● **Extract to read**:
────────────────────────────────────────

Thirty-six years after the original, Top Gun: Maverick eulogizes the actor’s entire career.

Illustration: Leonardo Santamaria
Illustration: Leonardo Santamaria

I’d never noticed the curiously melancholy overtones of Harold Faltermeyer’s famous Top Gun theme until the opening moments of the brand-new Top Gun: Maverick. Maybe it was the distance in time. Back in 1986, those gongs and synth chords felt like a fairly standard New Wave–y intro; today, they register as a mournful dirge. Even the ensuing guitar riffs, which once seemed so triumphantly badass, now have a sad echo to them.

What’s even weirder: Maverick appears to recognize this. The sequel, directed by Joseph Kosinski, begins pretty much exactly as the first picture did, with a modified version of Faltermeyer’s theme playing against onscreen text introducing us to the elite training program for the Navy’s best pilots. That theme is then replaced (as it was in the earlier film) by Kenny Loggins’s power-pop classic “Danger Zone” as we cut to a montage of fighter jets launching off and landing on an aircraft carrier.

────────────────────────────────────────

● **Supplied data**:

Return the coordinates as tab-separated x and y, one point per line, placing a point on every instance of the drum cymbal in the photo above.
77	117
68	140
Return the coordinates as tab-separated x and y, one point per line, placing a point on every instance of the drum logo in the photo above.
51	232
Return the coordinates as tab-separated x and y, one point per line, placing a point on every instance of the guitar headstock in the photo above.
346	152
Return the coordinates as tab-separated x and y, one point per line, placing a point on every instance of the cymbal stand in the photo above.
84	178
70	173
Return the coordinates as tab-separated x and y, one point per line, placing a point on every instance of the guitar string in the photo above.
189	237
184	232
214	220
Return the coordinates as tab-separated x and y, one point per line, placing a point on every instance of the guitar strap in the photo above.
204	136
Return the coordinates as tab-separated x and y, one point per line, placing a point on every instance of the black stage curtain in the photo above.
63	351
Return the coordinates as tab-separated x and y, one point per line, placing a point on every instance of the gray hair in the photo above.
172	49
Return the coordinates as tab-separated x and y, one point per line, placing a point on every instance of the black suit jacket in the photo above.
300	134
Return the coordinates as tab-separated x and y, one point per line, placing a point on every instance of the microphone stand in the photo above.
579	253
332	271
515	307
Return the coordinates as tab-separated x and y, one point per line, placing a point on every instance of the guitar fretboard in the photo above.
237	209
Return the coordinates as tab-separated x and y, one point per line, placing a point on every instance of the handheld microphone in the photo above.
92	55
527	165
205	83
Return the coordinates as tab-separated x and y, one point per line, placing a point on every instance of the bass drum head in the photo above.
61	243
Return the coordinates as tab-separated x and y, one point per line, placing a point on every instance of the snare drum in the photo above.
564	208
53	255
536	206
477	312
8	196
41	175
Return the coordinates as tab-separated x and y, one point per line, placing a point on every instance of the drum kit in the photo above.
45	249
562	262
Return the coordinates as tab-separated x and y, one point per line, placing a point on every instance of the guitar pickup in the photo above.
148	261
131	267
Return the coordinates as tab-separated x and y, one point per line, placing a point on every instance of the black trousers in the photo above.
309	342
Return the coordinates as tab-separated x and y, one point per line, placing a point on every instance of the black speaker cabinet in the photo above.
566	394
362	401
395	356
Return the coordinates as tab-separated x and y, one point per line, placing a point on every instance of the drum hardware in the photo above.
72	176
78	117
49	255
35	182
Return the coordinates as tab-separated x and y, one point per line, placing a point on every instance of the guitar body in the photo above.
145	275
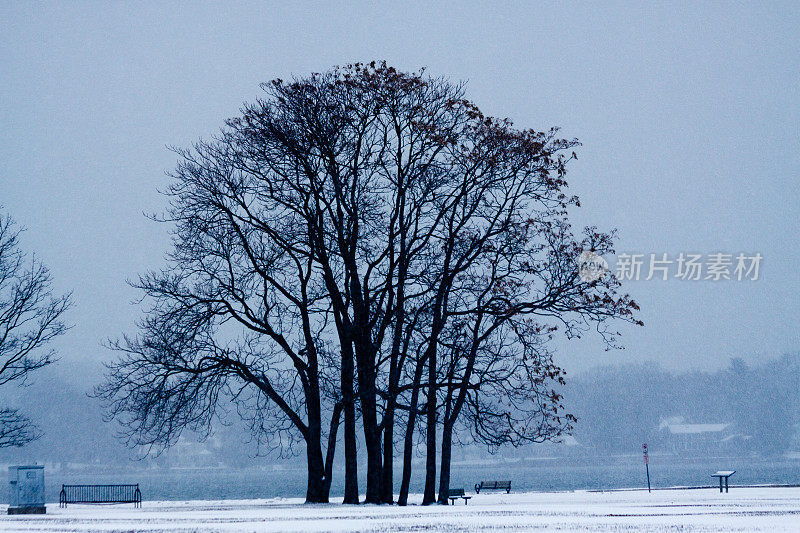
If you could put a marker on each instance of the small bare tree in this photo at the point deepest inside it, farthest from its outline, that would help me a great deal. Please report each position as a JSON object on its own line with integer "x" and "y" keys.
{"x": 30, "y": 317}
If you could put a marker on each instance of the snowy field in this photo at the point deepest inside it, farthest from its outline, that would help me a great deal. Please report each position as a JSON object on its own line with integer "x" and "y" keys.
{"x": 743, "y": 509}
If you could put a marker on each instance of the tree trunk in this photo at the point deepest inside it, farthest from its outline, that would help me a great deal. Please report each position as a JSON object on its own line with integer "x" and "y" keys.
{"x": 331, "y": 451}
{"x": 430, "y": 442}
{"x": 444, "y": 473}
{"x": 350, "y": 450}
{"x": 408, "y": 445}
{"x": 387, "y": 477}
{"x": 316, "y": 491}
{"x": 372, "y": 437}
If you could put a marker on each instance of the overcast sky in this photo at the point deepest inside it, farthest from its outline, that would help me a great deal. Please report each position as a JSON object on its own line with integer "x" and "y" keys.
{"x": 689, "y": 118}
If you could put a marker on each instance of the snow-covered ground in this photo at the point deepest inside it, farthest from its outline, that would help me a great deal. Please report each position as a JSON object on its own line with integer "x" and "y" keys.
{"x": 743, "y": 509}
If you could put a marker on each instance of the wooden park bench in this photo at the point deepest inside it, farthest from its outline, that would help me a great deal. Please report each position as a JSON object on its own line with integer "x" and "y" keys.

────────────────────────────────────────

● **Exercise objective**: Could you continue the piece on Top Gun: Maverick above, picking up right after its final sentence?

● **Result of the task**:
In the original Top Gun, directed by Tony Scott, this montage served a narrative purpose: It set up a scene involving Tom Cruise’s young fighter pilot, Maverick, flipping off an enemy MiG in the skies over the Indian Ocean. It’s a moment that encapsulates the whole movie. Yes, the Cold War was raging and some were upset about the film’s militarism, but Top Gun was really about the need for speed and being the best of the best, beach volleyball and Goose and “Take My Breath Away.” Most of all, it was about Tom Cruise and the unforeseen astronomical event that was his smile.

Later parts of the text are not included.